- _Short task_
Render the rows as a numbered list, starting with the line that contains "Spot the field" and going on through the line that contains "x=335, y=95". Leave out any blank lines.

- _Provided material_
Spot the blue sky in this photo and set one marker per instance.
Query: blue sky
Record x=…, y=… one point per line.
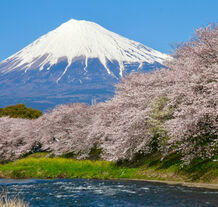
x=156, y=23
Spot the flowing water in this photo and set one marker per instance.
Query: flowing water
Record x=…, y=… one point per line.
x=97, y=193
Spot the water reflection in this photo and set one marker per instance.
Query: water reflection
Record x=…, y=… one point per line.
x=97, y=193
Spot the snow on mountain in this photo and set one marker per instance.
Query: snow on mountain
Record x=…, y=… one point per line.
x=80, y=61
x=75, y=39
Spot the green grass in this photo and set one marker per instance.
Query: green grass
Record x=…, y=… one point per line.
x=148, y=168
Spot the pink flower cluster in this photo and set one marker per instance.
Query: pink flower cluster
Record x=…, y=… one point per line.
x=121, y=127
* * *
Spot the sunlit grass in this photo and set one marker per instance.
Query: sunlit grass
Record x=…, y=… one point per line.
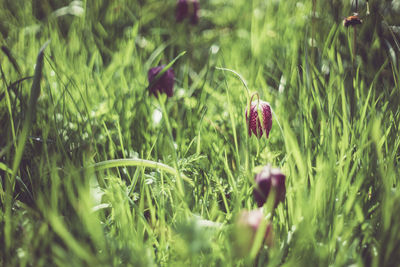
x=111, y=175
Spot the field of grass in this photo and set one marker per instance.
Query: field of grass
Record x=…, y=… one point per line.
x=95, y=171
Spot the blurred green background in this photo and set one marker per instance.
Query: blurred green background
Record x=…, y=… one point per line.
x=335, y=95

- _Full solution_
1. Spot the field of grass in this photo and set one marker per instance.
2. Query: field of grass
3. Record x=…, y=… one point per line.
4. x=95, y=171
5. Spot the blurred green background in this photo and set one marker per instance.
6. Query: blurred green background
7. Record x=…, y=… one point per line.
8. x=335, y=95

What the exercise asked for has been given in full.